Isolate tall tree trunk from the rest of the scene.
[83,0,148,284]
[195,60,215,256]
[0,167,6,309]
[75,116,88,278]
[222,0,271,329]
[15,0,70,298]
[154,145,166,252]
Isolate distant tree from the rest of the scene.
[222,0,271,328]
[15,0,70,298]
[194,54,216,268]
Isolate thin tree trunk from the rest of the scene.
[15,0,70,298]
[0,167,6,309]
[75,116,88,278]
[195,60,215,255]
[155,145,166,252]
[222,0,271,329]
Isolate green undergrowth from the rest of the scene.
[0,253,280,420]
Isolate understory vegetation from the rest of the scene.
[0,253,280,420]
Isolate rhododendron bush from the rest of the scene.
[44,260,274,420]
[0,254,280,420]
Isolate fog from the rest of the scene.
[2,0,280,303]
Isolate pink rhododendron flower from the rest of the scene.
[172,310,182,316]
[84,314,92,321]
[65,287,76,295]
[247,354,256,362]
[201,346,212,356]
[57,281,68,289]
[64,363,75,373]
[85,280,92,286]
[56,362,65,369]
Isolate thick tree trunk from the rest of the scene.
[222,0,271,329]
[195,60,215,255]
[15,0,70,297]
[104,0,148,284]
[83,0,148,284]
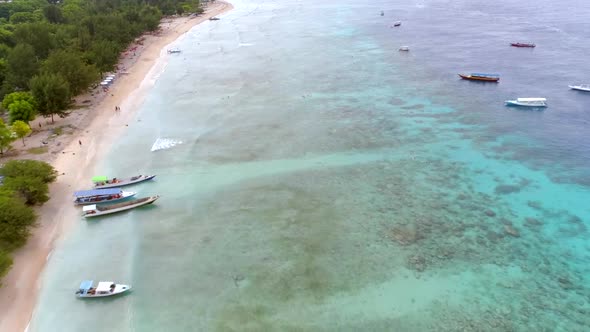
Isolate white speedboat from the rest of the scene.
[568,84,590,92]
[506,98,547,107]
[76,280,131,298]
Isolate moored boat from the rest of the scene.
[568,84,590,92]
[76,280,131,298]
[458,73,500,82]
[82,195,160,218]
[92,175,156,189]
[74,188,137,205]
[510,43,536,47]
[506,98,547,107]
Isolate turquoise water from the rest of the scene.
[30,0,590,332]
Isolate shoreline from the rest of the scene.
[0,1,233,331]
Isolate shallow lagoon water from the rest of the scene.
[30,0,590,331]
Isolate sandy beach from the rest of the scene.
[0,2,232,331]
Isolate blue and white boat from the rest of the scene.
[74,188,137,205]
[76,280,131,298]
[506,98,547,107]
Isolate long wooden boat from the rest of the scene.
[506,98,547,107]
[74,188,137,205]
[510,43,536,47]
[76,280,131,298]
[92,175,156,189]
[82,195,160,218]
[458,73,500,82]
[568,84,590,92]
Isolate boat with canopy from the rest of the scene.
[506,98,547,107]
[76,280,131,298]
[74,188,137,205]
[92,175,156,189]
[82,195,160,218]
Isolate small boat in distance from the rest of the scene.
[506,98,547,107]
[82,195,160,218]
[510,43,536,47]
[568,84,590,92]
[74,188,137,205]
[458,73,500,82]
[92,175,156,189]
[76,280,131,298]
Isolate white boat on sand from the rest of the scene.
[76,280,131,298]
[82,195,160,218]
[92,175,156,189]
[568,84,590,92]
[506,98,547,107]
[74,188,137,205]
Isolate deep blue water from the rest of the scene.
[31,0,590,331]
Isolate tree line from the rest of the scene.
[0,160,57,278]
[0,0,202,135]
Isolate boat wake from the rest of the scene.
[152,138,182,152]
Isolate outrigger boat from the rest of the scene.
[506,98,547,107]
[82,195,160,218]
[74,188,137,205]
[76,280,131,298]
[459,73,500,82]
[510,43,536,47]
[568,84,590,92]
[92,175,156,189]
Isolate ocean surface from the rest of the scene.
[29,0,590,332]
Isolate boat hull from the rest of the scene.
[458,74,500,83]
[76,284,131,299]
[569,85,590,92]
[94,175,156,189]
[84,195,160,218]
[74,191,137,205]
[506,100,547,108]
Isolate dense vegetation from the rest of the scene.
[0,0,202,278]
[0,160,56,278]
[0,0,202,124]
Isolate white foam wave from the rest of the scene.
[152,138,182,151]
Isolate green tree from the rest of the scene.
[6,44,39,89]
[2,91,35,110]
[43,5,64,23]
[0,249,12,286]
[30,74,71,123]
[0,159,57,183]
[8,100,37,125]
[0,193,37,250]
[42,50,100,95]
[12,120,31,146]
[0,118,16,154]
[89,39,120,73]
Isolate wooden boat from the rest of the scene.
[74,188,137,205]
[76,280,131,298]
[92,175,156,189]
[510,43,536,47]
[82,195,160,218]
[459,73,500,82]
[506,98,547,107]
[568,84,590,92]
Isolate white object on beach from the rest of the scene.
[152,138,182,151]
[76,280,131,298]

—————

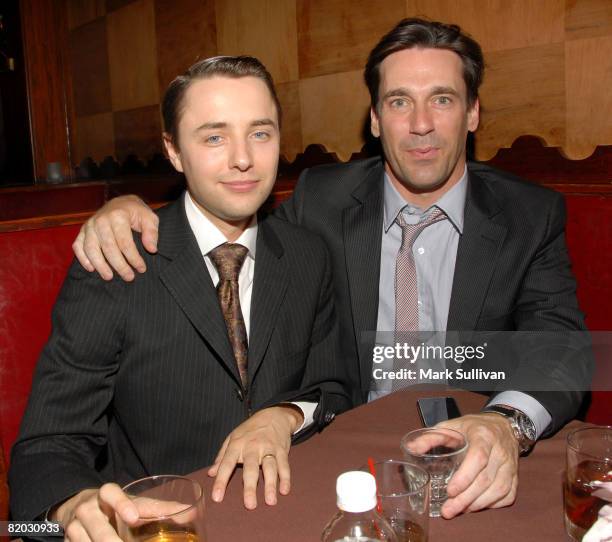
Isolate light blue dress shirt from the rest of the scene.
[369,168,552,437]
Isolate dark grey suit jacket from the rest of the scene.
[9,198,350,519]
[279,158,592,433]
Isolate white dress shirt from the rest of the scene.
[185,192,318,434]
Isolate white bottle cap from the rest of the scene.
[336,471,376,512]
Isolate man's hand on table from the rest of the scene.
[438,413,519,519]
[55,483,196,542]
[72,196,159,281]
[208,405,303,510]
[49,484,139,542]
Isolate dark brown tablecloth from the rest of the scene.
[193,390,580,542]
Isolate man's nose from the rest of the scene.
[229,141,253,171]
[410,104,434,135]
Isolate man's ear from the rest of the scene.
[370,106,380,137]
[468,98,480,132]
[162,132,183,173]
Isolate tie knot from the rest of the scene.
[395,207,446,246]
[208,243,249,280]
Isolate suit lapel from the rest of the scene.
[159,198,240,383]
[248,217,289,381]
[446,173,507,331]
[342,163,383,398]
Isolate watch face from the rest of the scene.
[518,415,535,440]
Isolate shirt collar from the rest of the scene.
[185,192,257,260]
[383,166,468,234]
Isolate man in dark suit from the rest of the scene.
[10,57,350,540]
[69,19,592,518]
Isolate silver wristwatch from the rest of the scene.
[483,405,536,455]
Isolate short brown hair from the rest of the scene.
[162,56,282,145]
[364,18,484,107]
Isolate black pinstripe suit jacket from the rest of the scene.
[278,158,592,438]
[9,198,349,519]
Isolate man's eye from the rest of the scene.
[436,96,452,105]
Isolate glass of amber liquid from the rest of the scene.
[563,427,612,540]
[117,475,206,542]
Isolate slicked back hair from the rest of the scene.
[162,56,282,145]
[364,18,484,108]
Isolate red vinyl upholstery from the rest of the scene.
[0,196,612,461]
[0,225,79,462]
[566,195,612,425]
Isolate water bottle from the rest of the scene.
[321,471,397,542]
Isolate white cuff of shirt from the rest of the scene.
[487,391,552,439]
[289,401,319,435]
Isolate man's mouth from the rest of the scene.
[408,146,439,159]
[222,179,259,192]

—————

• INSTRUCTIONS TO FOLLOW: Resize everything from the line containing "Isolate man's nose" down to the line containing "[518,415,535,440]", both included, and give only those lines. Repeat each line, keeping the text lines unchanged, and multiply every bounding-box coordinate by 1.35, rounding to whole numbers with halves rounded up.

• SOLUTION TO THIS PROBLEM:
Isolate man's nose from the rest of the scene.
[309,190,342,231]
[554,140,586,182]
Isolate man's ear from the rest of the scene.
[500,143,513,185]
[632,132,648,178]
[219,178,247,234]
Isolate tie knot from the rest of the scene.
[533,279,602,332]
[281,328,336,378]
Isolate suit lapel from the rest of the scene.
[215,267,324,517]
[335,293,390,514]
[602,234,684,447]
[462,220,517,537]
Isolate watch face from the rest of the scene.
[699,560,722,594]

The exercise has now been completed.